課題の資料.

::::::::::

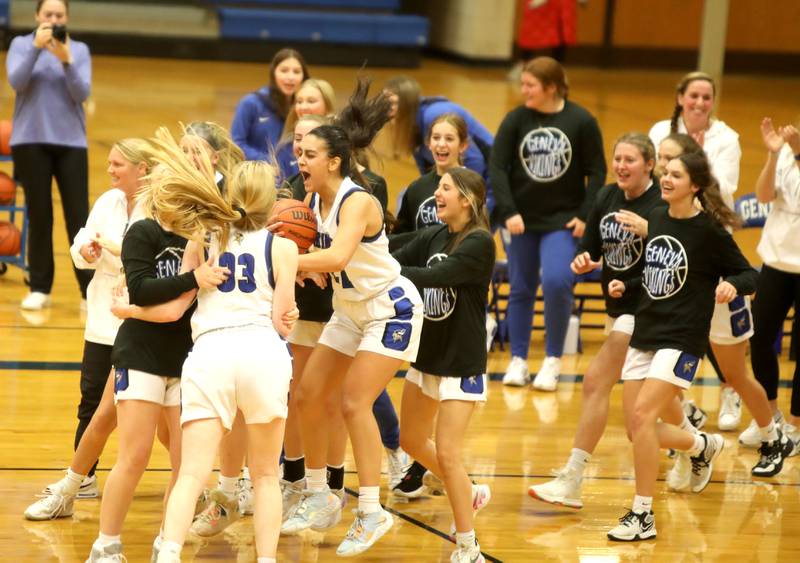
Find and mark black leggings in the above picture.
[750,265,800,416]
[11,144,94,298]
[75,340,113,475]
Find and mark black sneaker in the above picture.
[750,428,794,477]
[392,461,427,498]
[683,401,708,430]
[606,510,656,541]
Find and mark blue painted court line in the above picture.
[0,360,792,389]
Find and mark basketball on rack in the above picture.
[0,172,17,205]
[272,199,317,254]
[0,221,22,256]
[0,119,11,154]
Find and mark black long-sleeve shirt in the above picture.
[489,100,606,232]
[111,219,197,377]
[392,225,495,377]
[625,207,758,358]
[577,181,666,317]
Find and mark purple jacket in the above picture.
[6,33,92,148]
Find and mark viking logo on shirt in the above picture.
[600,212,644,271]
[422,253,458,321]
[519,127,572,182]
[156,246,183,278]
[642,235,689,299]
[414,196,442,229]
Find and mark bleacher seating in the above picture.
[218,7,428,48]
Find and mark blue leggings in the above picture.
[508,230,577,358]
[372,389,400,450]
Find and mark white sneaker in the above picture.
[281,485,342,536]
[236,478,256,514]
[486,313,497,352]
[782,422,800,457]
[739,411,791,449]
[386,448,412,490]
[667,452,692,493]
[607,510,656,541]
[86,542,128,563]
[281,479,306,522]
[533,356,561,391]
[336,508,394,557]
[503,356,530,387]
[717,387,742,431]
[19,291,50,311]
[25,489,75,520]
[528,467,583,508]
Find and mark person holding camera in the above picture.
[6,0,92,310]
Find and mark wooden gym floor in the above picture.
[0,57,800,562]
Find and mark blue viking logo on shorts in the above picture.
[519,127,572,182]
[642,235,689,299]
[600,212,644,271]
[422,252,458,321]
[672,352,700,383]
[414,196,442,229]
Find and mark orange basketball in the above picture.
[272,199,317,254]
[0,221,22,256]
[0,172,17,205]
[0,120,11,154]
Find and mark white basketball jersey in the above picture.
[192,229,275,340]
[311,178,400,301]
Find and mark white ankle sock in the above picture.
[686,434,706,456]
[456,528,475,547]
[95,532,122,547]
[217,473,239,497]
[758,419,778,442]
[58,469,86,495]
[358,487,381,514]
[633,495,653,514]
[161,540,183,555]
[567,448,592,476]
[306,467,328,491]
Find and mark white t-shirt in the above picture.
[758,145,800,274]
[69,188,142,346]
[310,178,400,301]
[650,118,742,209]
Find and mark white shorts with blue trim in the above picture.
[114,368,181,407]
[406,368,486,403]
[709,295,753,345]
[603,315,636,336]
[319,276,422,362]
[622,346,700,389]
[181,325,292,430]
[286,320,325,348]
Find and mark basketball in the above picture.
[0,221,22,256]
[0,172,17,205]
[0,120,11,154]
[272,199,317,254]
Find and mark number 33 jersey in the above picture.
[192,229,275,340]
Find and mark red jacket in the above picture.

::::::::::

作成内容.
上の資料を絞り込み、「sneaker」という語を含む行をすべて抜き出してください。大文字と小文字は区別します。

解答.
Find and mark black sneaker in the above picture.
Find and mark white sneaker in the above picture.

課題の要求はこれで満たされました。